The answer must be a single number: how many lines in the records below contain the word "clock".

[Data shown]

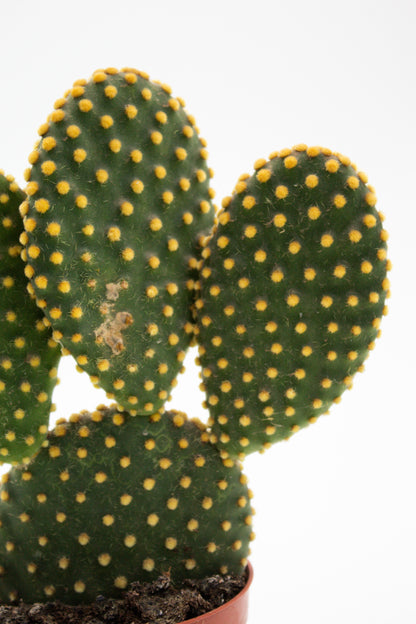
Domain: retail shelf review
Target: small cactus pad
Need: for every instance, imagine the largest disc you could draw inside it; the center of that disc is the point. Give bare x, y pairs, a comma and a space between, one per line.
114, 499
28, 355
119, 201
293, 288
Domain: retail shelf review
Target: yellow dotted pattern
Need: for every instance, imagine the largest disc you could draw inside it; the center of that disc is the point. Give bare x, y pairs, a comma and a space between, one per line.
143, 525
28, 355
128, 186
293, 285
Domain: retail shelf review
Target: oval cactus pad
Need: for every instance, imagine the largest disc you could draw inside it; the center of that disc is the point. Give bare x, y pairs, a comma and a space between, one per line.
292, 291
119, 200
115, 499
28, 355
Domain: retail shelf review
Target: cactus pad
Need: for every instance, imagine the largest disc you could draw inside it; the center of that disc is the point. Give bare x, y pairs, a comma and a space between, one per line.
293, 288
119, 200
28, 355
114, 499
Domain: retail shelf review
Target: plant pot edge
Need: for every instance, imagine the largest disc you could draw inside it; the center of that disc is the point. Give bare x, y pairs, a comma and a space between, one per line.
235, 611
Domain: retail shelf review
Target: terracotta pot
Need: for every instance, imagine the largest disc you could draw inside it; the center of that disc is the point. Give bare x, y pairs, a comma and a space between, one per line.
234, 611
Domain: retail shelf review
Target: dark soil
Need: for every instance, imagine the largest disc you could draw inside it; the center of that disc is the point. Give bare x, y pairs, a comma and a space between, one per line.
147, 603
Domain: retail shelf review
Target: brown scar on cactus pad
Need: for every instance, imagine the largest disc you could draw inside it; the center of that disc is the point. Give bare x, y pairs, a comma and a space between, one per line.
118, 194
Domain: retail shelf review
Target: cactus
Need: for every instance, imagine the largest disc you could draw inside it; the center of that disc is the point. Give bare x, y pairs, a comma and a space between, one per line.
284, 294
28, 355
113, 497
292, 291
118, 201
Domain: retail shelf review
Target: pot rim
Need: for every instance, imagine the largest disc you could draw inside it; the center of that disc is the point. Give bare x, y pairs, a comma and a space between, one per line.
199, 618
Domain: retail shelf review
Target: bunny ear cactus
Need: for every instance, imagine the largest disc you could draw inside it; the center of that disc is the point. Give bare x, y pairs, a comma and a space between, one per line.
119, 201
28, 355
292, 291
115, 497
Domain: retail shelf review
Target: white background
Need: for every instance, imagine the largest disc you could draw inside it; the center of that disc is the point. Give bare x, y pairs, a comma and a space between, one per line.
336, 514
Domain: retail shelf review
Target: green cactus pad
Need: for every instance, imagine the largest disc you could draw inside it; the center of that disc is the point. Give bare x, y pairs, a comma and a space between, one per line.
293, 288
114, 499
119, 200
28, 355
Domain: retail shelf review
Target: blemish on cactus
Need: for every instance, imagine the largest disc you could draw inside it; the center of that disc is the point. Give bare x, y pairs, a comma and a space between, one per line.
125, 172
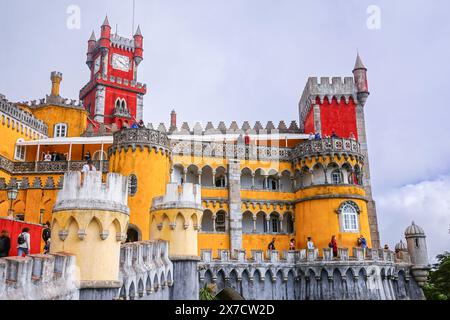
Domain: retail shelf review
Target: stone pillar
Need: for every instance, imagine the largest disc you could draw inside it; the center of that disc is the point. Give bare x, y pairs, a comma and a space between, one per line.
235, 215
90, 220
371, 207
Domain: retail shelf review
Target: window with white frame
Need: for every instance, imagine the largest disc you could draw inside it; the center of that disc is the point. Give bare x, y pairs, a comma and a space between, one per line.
60, 130
349, 215
20, 153
336, 177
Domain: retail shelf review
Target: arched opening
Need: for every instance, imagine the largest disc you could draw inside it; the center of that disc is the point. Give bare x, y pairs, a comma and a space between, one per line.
133, 234
288, 223
261, 225
192, 174
260, 177
221, 221
207, 177
274, 223
177, 174
246, 179
318, 174
220, 178
247, 222
207, 221
285, 182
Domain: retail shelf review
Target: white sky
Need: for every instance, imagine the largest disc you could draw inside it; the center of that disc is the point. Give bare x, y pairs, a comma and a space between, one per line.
227, 60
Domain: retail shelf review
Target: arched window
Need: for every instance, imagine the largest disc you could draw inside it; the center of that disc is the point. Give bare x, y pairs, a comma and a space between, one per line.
60, 130
220, 221
349, 216
336, 177
132, 185
20, 152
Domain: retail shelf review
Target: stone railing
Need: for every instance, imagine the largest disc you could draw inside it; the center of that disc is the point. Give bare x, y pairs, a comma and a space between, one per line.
50, 167
340, 146
145, 271
230, 151
38, 277
303, 275
20, 115
140, 138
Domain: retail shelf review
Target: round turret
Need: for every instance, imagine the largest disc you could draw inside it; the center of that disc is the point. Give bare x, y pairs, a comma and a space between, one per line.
401, 246
414, 230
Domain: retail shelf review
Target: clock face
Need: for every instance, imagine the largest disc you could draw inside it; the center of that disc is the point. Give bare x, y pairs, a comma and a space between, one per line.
97, 64
120, 62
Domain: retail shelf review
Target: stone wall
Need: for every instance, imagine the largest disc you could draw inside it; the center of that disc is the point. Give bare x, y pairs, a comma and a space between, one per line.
303, 275
38, 277
145, 271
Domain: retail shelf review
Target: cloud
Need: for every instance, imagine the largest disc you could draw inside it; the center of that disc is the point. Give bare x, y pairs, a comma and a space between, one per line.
427, 203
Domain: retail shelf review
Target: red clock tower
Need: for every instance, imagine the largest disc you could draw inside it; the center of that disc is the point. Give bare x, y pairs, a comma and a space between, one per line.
113, 95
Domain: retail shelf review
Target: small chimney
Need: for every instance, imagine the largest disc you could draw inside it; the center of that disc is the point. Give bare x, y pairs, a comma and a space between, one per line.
56, 78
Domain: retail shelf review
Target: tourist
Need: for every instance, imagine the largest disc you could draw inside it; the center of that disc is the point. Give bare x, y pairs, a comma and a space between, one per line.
272, 245
23, 242
47, 157
310, 244
362, 242
89, 167
352, 136
47, 246
5, 244
46, 233
292, 245
333, 245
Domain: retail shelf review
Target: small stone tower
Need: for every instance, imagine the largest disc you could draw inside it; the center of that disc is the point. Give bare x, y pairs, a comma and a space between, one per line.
176, 218
89, 221
417, 248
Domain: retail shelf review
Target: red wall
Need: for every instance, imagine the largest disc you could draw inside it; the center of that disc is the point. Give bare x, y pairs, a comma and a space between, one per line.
309, 122
338, 117
15, 229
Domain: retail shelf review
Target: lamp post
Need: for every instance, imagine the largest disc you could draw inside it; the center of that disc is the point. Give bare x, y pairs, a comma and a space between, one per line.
12, 192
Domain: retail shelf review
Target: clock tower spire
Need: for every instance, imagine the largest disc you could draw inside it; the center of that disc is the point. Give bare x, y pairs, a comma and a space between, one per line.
113, 95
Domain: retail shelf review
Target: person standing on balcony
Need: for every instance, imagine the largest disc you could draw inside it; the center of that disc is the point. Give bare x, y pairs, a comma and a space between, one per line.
5, 244
271, 245
23, 242
89, 167
310, 244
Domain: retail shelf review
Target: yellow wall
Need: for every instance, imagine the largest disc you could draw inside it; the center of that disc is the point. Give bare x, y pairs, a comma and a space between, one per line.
179, 227
152, 172
319, 218
76, 119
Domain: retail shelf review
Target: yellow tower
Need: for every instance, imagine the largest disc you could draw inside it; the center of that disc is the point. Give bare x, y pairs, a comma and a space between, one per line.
176, 218
144, 156
331, 199
89, 221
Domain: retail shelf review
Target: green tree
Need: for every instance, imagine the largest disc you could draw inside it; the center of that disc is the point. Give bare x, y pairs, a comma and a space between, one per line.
438, 285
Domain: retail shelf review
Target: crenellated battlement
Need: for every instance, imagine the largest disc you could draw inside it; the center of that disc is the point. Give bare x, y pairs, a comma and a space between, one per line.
11, 110
92, 193
186, 196
233, 128
341, 89
39, 277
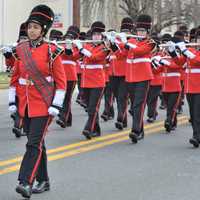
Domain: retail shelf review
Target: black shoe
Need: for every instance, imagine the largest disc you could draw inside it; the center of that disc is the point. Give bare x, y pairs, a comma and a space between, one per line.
133, 137
150, 120
125, 125
105, 117
140, 136
25, 190
119, 125
41, 187
61, 123
162, 107
167, 127
180, 111
130, 112
17, 132
87, 134
95, 134
194, 142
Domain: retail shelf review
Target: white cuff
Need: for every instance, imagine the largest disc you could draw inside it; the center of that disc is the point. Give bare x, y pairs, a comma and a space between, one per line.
59, 98
12, 95
132, 46
189, 54
86, 52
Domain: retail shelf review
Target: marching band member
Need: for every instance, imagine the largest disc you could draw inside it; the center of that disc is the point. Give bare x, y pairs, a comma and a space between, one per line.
93, 78
19, 128
117, 80
191, 56
69, 61
139, 74
40, 78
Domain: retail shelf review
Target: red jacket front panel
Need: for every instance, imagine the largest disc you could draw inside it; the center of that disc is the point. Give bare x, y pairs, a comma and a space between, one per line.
192, 72
27, 93
138, 64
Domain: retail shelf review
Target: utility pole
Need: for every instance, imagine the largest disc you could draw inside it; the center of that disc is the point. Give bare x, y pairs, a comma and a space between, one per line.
76, 12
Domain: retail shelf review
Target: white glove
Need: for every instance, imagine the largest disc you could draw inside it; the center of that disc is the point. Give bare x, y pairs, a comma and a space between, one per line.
59, 98
7, 50
53, 111
86, 53
78, 44
12, 109
68, 45
123, 37
181, 46
172, 46
184, 50
164, 62
131, 46
157, 58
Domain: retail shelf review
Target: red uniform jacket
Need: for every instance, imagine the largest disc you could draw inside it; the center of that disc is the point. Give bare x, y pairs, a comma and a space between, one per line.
138, 63
27, 94
118, 61
70, 64
192, 72
93, 75
171, 81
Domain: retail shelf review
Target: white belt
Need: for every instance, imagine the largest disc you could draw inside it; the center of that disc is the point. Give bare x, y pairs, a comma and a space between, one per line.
138, 60
193, 71
23, 81
171, 74
69, 62
92, 66
113, 57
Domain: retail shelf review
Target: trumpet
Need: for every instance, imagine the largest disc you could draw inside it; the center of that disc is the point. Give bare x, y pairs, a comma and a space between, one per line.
192, 44
116, 34
82, 41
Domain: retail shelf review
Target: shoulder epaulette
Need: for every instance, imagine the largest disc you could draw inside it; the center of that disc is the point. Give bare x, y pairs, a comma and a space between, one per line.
58, 51
14, 53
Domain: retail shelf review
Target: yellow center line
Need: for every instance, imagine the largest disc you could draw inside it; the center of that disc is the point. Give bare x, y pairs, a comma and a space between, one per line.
83, 143
88, 148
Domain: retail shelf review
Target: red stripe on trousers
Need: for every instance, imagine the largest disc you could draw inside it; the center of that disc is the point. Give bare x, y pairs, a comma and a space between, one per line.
40, 152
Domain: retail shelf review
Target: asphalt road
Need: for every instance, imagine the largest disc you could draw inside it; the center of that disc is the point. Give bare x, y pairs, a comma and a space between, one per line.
161, 167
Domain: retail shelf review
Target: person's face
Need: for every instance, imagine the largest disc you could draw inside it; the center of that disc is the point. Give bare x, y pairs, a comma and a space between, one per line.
142, 32
96, 36
198, 40
34, 31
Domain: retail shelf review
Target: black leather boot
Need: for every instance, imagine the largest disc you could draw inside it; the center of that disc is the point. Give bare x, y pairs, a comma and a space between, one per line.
24, 189
41, 187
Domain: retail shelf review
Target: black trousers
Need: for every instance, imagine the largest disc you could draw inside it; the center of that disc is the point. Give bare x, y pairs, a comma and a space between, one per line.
108, 99
194, 108
138, 93
34, 163
80, 90
93, 100
119, 88
152, 99
66, 114
172, 100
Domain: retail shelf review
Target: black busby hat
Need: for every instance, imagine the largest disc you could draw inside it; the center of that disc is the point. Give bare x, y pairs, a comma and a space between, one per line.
166, 37
73, 31
22, 30
193, 33
144, 21
55, 35
197, 34
179, 35
98, 27
42, 15
89, 34
127, 24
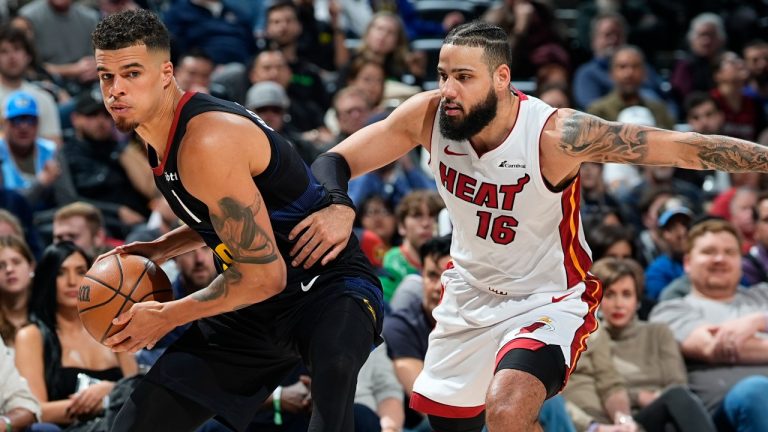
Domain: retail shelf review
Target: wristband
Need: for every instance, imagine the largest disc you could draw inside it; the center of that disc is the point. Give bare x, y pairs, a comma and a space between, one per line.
8, 425
276, 395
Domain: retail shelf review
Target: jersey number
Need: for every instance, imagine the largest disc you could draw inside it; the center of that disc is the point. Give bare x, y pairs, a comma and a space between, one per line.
500, 227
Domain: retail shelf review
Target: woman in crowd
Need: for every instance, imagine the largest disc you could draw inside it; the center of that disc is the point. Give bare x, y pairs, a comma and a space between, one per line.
646, 354
17, 267
67, 370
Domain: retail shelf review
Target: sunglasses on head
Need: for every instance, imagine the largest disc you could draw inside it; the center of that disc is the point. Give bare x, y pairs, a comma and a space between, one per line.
23, 120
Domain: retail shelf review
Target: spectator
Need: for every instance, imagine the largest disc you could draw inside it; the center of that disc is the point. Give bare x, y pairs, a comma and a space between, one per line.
555, 95
353, 109
744, 115
104, 171
706, 38
82, 224
737, 205
386, 42
368, 76
721, 329
62, 30
306, 115
17, 268
30, 164
15, 211
193, 72
53, 350
596, 199
416, 222
269, 101
613, 241
756, 59
378, 395
18, 407
377, 215
596, 393
592, 80
755, 263
674, 219
646, 355
221, 29
16, 56
531, 25
283, 29
704, 116
628, 73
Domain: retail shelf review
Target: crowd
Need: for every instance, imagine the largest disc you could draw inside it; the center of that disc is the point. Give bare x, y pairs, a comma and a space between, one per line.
683, 254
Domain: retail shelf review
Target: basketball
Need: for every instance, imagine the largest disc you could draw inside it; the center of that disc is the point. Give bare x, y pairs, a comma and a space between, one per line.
113, 285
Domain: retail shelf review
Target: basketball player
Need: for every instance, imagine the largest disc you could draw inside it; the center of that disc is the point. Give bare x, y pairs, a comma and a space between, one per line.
240, 188
518, 301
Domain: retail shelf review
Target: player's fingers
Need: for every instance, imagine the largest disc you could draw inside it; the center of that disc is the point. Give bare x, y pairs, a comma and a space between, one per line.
301, 243
123, 317
305, 251
301, 226
334, 252
316, 254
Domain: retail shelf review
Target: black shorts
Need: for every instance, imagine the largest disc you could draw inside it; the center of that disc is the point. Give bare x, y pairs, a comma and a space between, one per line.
230, 363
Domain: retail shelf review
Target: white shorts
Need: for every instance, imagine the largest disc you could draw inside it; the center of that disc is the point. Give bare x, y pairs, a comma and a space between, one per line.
475, 328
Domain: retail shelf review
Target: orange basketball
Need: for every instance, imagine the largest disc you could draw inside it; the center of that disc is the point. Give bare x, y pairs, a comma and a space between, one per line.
113, 285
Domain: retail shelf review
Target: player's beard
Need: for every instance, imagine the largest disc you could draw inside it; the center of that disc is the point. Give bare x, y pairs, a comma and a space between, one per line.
477, 118
125, 126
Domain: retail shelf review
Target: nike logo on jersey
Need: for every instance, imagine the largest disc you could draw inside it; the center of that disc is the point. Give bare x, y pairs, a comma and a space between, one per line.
306, 287
449, 152
561, 298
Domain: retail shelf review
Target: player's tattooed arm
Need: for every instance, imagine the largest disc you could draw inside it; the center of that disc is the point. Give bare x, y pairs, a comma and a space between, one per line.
593, 139
248, 243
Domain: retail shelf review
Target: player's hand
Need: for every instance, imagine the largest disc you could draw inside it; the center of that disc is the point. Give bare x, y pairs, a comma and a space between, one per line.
296, 398
89, 400
146, 249
327, 233
146, 324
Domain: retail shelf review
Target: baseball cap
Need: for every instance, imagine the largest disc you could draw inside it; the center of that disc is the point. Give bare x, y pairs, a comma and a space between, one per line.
666, 216
266, 93
638, 115
89, 103
20, 103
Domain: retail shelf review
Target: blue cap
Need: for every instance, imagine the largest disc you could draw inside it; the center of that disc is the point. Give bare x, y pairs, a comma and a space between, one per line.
20, 103
667, 215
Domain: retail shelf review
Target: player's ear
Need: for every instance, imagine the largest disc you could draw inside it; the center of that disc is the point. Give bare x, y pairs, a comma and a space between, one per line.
502, 77
167, 72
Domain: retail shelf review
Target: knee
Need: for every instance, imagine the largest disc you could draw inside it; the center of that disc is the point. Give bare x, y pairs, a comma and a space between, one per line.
514, 399
749, 394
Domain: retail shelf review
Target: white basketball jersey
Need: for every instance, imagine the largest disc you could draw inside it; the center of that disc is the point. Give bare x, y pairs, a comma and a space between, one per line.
512, 234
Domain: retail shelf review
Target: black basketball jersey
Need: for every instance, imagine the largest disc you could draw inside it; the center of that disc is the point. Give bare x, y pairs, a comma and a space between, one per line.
289, 189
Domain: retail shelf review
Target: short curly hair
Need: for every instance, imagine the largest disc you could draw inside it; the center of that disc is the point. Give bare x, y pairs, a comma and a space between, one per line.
131, 28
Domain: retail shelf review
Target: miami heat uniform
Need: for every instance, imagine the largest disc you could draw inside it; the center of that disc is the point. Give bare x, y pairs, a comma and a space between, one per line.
519, 277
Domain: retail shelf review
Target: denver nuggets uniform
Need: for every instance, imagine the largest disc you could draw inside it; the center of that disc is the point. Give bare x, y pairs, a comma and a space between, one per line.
519, 277
230, 362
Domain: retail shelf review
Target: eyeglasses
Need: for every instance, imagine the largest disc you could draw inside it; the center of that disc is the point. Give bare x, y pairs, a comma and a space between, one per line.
23, 120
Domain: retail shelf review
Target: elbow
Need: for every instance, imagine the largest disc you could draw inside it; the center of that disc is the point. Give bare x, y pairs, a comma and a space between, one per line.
275, 281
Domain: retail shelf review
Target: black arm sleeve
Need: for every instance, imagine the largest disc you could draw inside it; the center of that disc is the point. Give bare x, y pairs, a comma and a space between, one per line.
333, 172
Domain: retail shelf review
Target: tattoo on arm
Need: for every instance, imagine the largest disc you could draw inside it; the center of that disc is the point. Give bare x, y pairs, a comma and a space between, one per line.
726, 154
219, 287
594, 139
247, 241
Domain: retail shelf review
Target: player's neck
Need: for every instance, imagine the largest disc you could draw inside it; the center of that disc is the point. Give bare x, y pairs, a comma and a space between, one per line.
155, 132
498, 130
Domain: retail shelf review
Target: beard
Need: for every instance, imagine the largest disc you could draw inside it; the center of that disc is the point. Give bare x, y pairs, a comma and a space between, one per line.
474, 121
125, 126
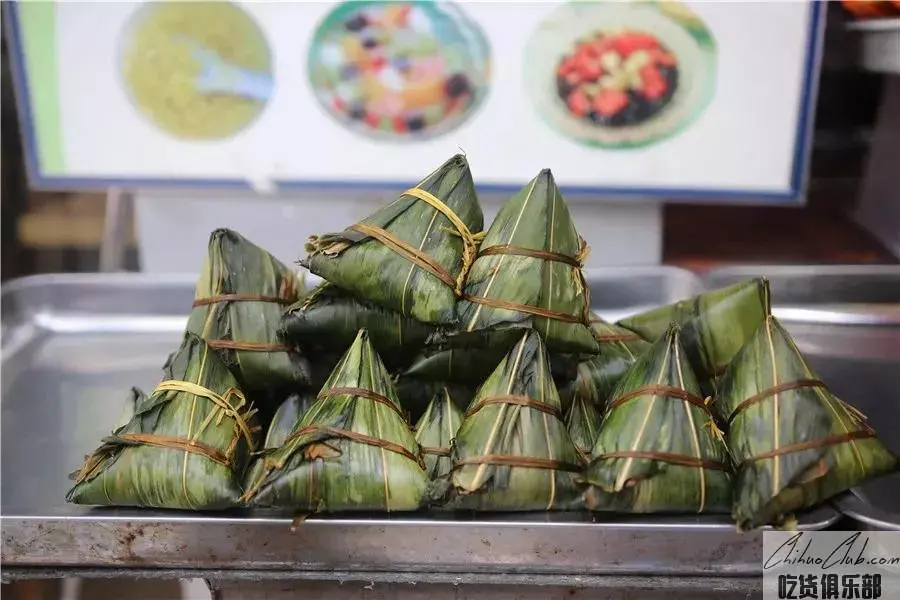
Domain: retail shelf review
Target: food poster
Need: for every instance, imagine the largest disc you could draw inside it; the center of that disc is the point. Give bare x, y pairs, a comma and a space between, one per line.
642, 99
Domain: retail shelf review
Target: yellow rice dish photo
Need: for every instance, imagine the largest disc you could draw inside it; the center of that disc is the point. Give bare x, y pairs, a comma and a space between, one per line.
196, 70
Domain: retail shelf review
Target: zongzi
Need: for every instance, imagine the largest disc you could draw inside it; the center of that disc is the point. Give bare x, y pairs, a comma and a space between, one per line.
714, 325
186, 446
352, 450
512, 451
528, 272
237, 307
411, 256
435, 430
583, 423
469, 358
659, 449
793, 442
598, 375
329, 318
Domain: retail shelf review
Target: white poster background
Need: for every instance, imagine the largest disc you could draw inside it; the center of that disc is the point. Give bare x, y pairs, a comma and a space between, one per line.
744, 140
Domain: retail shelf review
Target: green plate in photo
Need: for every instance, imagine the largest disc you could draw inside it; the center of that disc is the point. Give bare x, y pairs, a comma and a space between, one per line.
620, 75
159, 62
399, 71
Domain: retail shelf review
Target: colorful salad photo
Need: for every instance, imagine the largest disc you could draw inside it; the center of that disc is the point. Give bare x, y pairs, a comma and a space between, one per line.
399, 70
196, 70
621, 75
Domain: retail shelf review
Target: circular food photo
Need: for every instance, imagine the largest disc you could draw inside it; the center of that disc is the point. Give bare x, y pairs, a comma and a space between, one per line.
620, 75
196, 70
399, 70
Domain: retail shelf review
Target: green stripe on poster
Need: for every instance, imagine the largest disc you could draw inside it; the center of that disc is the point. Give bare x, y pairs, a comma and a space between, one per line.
37, 24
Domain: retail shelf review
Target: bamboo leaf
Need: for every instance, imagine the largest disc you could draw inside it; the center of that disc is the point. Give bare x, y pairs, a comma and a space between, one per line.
436, 430
597, 376
528, 272
714, 325
238, 303
794, 443
658, 449
512, 452
186, 446
351, 451
375, 270
328, 319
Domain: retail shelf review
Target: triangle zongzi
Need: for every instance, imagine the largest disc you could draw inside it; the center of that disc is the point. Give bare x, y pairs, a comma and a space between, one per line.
186, 446
329, 318
794, 443
412, 255
237, 307
528, 272
512, 451
435, 430
714, 325
583, 424
351, 451
658, 449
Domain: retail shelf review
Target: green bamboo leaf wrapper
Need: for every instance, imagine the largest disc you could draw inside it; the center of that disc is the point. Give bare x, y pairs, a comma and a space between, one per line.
179, 450
714, 325
469, 358
368, 268
436, 430
794, 443
415, 395
515, 457
329, 318
536, 221
597, 376
237, 268
583, 424
657, 452
349, 451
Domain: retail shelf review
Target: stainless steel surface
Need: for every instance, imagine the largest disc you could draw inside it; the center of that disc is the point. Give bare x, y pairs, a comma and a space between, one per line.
846, 320
73, 345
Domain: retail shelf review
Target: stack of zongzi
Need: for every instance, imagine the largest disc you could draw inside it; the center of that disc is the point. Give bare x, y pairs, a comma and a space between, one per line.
352, 450
512, 451
187, 445
237, 307
658, 449
597, 376
714, 325
411, 256
436, 430
528, 272
328, 319
793, 442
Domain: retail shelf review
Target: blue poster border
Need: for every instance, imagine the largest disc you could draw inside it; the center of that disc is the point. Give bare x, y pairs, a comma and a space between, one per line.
795, 194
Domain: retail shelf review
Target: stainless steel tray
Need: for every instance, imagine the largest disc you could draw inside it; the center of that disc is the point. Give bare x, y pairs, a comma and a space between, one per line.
72, 346
846, 319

[/Data shown]

Output below: 3